Texto de lectura ▸
------------------------------------------------------------
Más sencillo resulta analizar los síntomas concretos derivados de exponer a ratones “a situaciones de alto estrés”, y ver si estos se dan también entre sus crías. Ahí, continúa Mansuy, la conexión se antoja diáfana. En ambos casos se observa depresión, comportamientos antisociales y problemas de memoria. Más aún, las manifestaciones intergeneracionales del trauma se expanden al plano estrictamente físico: corazón hipertrofiado, sistema inmunológico débil…

Mansuy se muestra crítica con la repercusión de las investigaciones de Rachel Yehuda, ampliamente citadas como evidencia irrefutable del mal llamado trauma intergeneracional. “Sus conclusiones se han exagerado muchísimo”, considera. Yehuda, que no ha respondido a las peticiones de entrevista de este periódico, halló alteraciones epigenéticas en supervivientes del Holocausto y sus descendientes. En concreto, la concordancia se da en el gen FKBP5, relacionado con la regulación del estrés. Mansuy detalla su cautela: “No podemos concluir que esos cambios hayan sido transmitidos biológicamente por los padres, ni siquiera que estén relacionados con un trauma. Pero si así fuera, quizá los descendientes hayan sufrido otro trauma que no tiene que ver con el de sus padres. O puede que el trauma se haya generado en el seno de la familia por transmisión cultural”.

Corroborada o no, la hipótesis sobre el legado familiar de síntomas postraumáticos parece plausible. Neetje van Haren es profesora en la Universidad de Róterdam y coordina un proyecto financiado por la Unión Europea para conocer los entresijos de la herencia parental en el desarrollo de trastornos mentales. Ella y su equipo diseccionan y combinan “un conjunto de factores genéticos, epigenéticos y ambientales” para calibrar el riesgo de que un individuo padezca esquizofrenia o depresión severa si sus padres han sufrido o sufren alguna de estas enfermedades. Y han establecido que la probabilidad aumenta en un 60-70%, aunque admite que “la parte de ese mayor riesgo que corresponde estrictamente a la parte biológica es todavía bastante desconocida”.
------------------------------------------------------------
Filas de datos ▸
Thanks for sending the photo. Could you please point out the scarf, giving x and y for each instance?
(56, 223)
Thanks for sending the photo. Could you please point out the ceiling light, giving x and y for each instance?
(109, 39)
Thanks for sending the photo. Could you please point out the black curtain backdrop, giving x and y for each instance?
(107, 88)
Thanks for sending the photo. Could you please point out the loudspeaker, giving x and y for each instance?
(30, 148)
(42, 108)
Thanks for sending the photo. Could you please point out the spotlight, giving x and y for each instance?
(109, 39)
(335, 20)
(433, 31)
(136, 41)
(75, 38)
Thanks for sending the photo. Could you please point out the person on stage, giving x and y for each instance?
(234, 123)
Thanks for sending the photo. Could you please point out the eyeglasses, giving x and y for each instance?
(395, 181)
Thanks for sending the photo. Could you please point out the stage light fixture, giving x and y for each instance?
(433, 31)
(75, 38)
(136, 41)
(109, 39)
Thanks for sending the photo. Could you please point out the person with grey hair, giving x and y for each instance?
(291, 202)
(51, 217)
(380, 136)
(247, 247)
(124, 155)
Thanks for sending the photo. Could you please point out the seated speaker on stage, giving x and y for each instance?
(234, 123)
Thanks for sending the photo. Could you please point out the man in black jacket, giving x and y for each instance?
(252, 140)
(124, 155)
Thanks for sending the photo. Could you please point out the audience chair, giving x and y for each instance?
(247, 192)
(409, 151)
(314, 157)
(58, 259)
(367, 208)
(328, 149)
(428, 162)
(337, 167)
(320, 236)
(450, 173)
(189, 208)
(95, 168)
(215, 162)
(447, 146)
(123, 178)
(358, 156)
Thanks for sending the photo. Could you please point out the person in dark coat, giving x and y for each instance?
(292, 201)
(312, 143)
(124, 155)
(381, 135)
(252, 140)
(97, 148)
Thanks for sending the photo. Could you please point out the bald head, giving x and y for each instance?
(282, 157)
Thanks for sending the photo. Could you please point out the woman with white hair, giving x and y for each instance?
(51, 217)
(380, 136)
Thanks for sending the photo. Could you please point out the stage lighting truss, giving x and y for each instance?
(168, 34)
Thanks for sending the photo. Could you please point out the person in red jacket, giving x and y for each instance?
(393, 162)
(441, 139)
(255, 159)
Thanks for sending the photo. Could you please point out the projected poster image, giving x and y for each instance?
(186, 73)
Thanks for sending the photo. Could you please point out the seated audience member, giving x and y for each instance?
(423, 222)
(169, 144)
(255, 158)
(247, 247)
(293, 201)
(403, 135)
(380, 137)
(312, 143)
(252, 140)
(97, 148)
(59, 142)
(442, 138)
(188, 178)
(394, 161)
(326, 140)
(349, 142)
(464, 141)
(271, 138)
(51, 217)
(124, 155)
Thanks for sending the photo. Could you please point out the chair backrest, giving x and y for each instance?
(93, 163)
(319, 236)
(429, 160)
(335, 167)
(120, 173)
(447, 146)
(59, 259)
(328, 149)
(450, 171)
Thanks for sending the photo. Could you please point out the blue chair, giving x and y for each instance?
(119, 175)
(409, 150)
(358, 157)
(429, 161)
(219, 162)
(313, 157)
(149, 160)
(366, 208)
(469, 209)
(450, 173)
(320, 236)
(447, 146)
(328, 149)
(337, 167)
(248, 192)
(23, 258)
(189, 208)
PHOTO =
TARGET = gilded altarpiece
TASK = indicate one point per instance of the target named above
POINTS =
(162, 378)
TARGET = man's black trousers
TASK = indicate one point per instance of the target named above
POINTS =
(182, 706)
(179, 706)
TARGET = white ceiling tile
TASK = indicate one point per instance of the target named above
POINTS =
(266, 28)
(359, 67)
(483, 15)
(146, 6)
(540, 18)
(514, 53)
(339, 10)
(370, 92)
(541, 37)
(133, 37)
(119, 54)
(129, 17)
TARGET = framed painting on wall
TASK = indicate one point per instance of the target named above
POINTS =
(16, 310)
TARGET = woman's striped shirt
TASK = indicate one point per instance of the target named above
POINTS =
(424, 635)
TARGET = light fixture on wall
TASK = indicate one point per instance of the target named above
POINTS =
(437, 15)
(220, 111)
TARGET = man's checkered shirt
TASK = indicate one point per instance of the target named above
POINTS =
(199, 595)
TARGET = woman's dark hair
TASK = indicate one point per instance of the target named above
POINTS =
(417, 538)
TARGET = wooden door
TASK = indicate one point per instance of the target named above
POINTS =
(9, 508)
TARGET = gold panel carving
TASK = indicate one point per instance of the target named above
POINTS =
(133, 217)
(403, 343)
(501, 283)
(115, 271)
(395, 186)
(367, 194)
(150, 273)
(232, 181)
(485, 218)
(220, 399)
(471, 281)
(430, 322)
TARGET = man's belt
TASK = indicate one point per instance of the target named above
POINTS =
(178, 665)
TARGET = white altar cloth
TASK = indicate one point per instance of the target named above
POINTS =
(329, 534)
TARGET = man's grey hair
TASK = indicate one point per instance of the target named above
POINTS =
------------------------------------------------------------
Requisitos de la tarea ▸
Por favor, prolonga el texto sobre la herencia del trauma entre generaciones a partir de su última oración.

Resultado de la tarea ▸
Sin contemplar el trauma per se en sus investigaciones, Van Haren asegura que tales dinámicas de transmisión muy bien podrían darse en este ámbito. “Es lógico pensar que los procesos epigenéticos juegan un rol muy importante en el amplio espectro de la salud mental. El estrés es el estrés y deja una marca biológica; da igual que provenga de haber vivido una guerra o de una depresión”.

Tanto Mansuy como Van Haren remiten a los hallazgos de Ali Jawaid en poblaciones de Bosnia y Pakistán, que apuntan a una mayor vulnerabilidad de la herida traumática durante la infancia. Su línea de investigación podría indicar que, si el trauma ocurre a corta edad, resulta más probable que los cambios metabólicos y epigenéticos asociados afecten a largo plazo a las células reproductoras (esperma y óvulos) y sean, aunque pasen muchos años, legados a los hijos.

La buena noticia es que, al no estar codificadas como condena vitalicia, las secuelas del trauma en víctimas y descendientes pueden revertirse. El neuropsiquiatra Jorge Barudy lleva medio siglo atendiendo a familias con un historial de torturas y otros tormentos ocurridos durante las dictaduras chilena o argentina. Ha creado lo que denomina traumaterapia sistémica, Y no tiene dudas de que “una persona bien tratada y cuidada tiene muchas posibilidades de desarrollarse saludablemente, aunque sus progenitores hayan vivido una experiencia especialmente dolorosa que ha generado una epigénesis destructiva”. A esta, Barudy contrapone la “epigénesis constructiva”, muy ligada a “los buenos tratos en la red socio-afectiva”.

En la asepsia del laboratorio, Isabelle Mansuy ha comprobado que los ratones expuestos a estrés dejan de manifestar síntomas postraumáticos cuando se les inserta durante algunas semanas en un “ambiente enriquecedor”. Así se rompe también la cadena de transmisión. Con el trauma sanado, los ratones procrean y en sus crías no se observa ya herencia alguna de dolor psicoemocional agudo.